*Work instructions:*
Please gather every line of the data below that contains the word "instance", and copy each such line in full.

*Data to use:*
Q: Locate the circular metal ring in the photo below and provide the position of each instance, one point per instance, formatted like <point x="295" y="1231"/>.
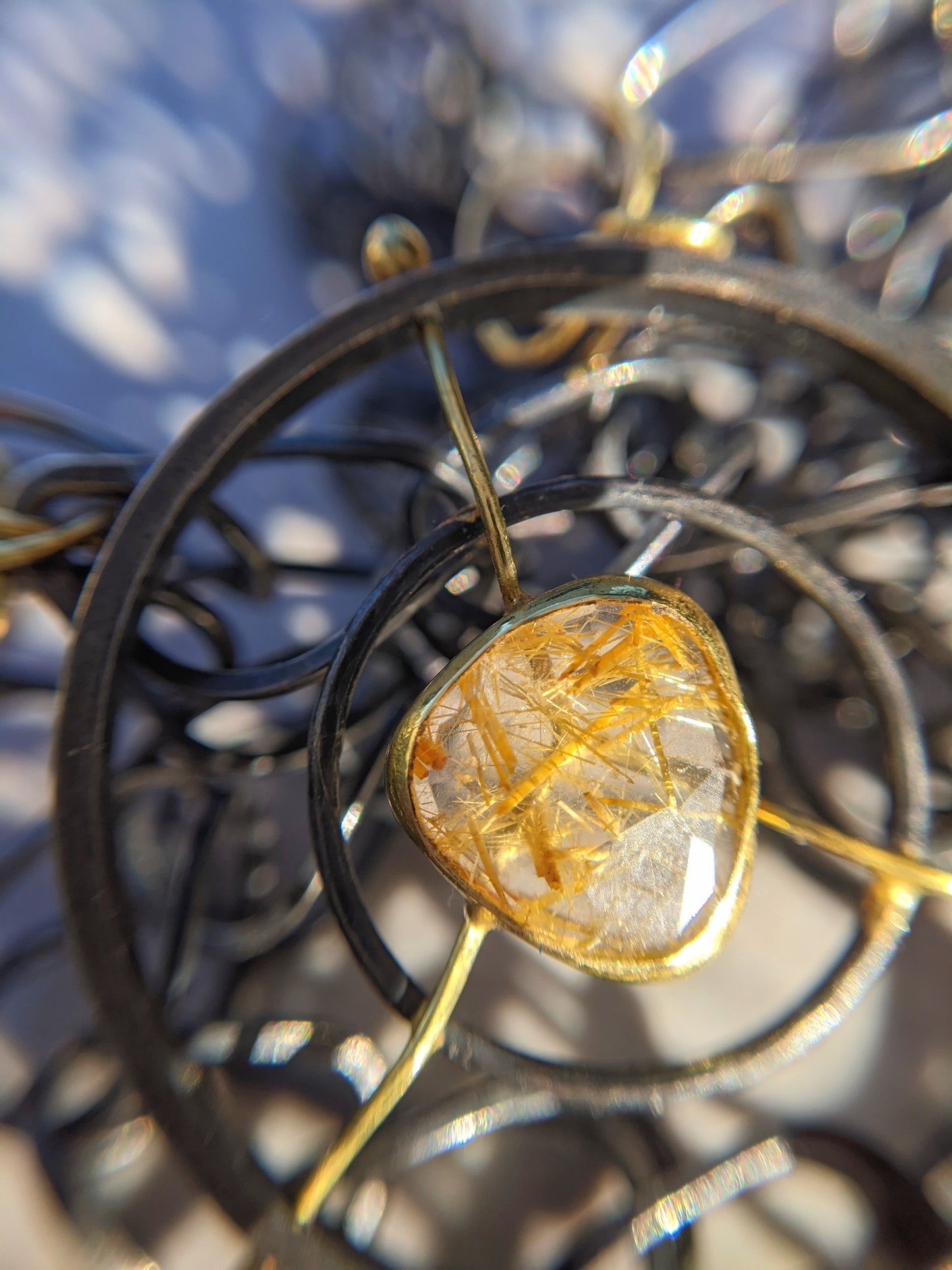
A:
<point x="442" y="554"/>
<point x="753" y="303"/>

==

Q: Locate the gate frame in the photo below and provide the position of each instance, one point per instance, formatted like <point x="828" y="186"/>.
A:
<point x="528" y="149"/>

*Answer to the exercise:*
Q: Locate the circular metal ring in the photo below and provide the position of each instance, one point per instance, formatted like <point x="295" y="1231"/>.
Q: Locate the gate frame in the photo below and provide the position of each instance, one point per instance, formatted like <point x="828" y="186"/>.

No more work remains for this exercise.